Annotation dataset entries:

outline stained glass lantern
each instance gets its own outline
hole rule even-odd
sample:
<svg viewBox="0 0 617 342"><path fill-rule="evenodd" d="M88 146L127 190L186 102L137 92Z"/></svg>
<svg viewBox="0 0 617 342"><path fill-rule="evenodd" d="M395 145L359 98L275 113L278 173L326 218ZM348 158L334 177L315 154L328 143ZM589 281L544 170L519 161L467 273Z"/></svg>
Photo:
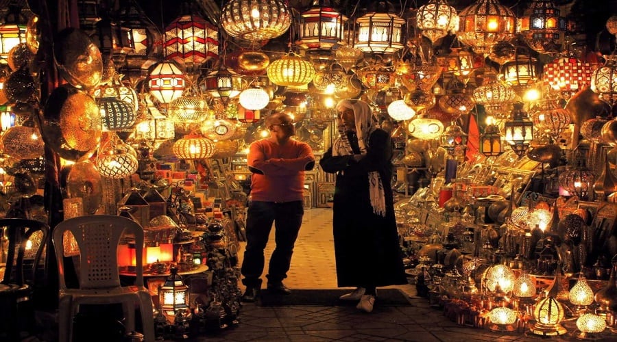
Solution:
---
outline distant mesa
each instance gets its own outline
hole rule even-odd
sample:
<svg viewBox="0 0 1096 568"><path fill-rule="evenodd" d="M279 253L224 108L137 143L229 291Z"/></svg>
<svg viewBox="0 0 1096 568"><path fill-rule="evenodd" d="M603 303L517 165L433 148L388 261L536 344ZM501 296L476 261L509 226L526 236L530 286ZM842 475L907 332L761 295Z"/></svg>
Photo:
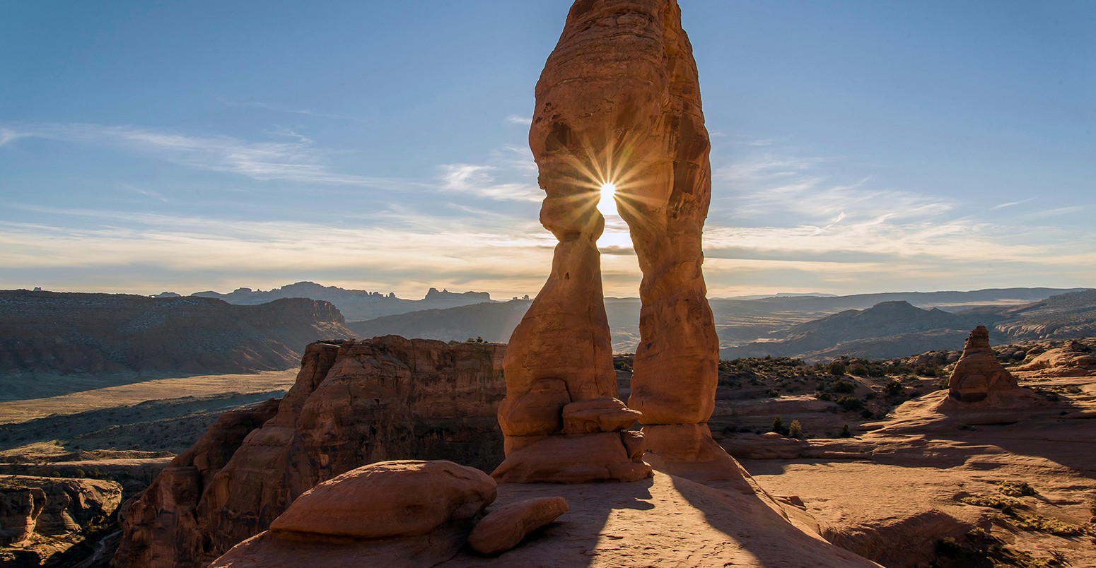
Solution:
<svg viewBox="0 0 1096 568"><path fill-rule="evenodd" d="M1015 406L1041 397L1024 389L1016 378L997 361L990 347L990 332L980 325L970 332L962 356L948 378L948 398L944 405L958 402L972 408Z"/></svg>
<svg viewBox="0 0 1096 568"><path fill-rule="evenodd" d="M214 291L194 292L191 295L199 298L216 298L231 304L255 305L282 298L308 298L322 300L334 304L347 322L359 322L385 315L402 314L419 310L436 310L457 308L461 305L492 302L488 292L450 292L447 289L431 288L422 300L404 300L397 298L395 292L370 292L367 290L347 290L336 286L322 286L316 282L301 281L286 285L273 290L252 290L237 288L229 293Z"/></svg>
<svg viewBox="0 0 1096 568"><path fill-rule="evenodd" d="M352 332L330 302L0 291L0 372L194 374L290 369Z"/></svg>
* * *
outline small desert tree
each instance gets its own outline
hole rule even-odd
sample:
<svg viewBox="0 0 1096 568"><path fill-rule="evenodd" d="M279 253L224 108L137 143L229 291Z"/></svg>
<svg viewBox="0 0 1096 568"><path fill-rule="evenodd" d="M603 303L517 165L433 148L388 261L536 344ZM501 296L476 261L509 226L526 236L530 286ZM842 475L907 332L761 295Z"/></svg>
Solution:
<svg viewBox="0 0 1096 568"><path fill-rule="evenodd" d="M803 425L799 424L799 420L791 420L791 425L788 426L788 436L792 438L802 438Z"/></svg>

# Prompt:
Retype the lines from the line that has "outline distant mesa" through the line that has "406L1041 397L1024 389L1016", including both. Leave the pictures out of your copy.

# Written answer:
outline distant mesa
each instance gets its own outline
hole rule even-odd
sample:
<svg viewBox="0 0 1096 568"><path fill-rule="evenodd" d="M279 253L224 108L137 143L229 291Z"/></svg>
<svg viewBox="0 0 1096 568"><path fill-rule="evenodd" d="M603 303L517 165L433 148L388 261L536 344ZM501 296L476 261L509 226L526 236L530 286ZM842 475L907 332L761 295Z"/></svg>
Photo:
Solution:
<svg viewBox="0 0 1096 568"><path fill-rule="evenodd" d="M1015 406L1041 397L1024 389L1016 378L997 361L990 347L990 332L980 325L970 332L962 356L948 378L948 398L944 405L958 402L972 408Z"/></svg>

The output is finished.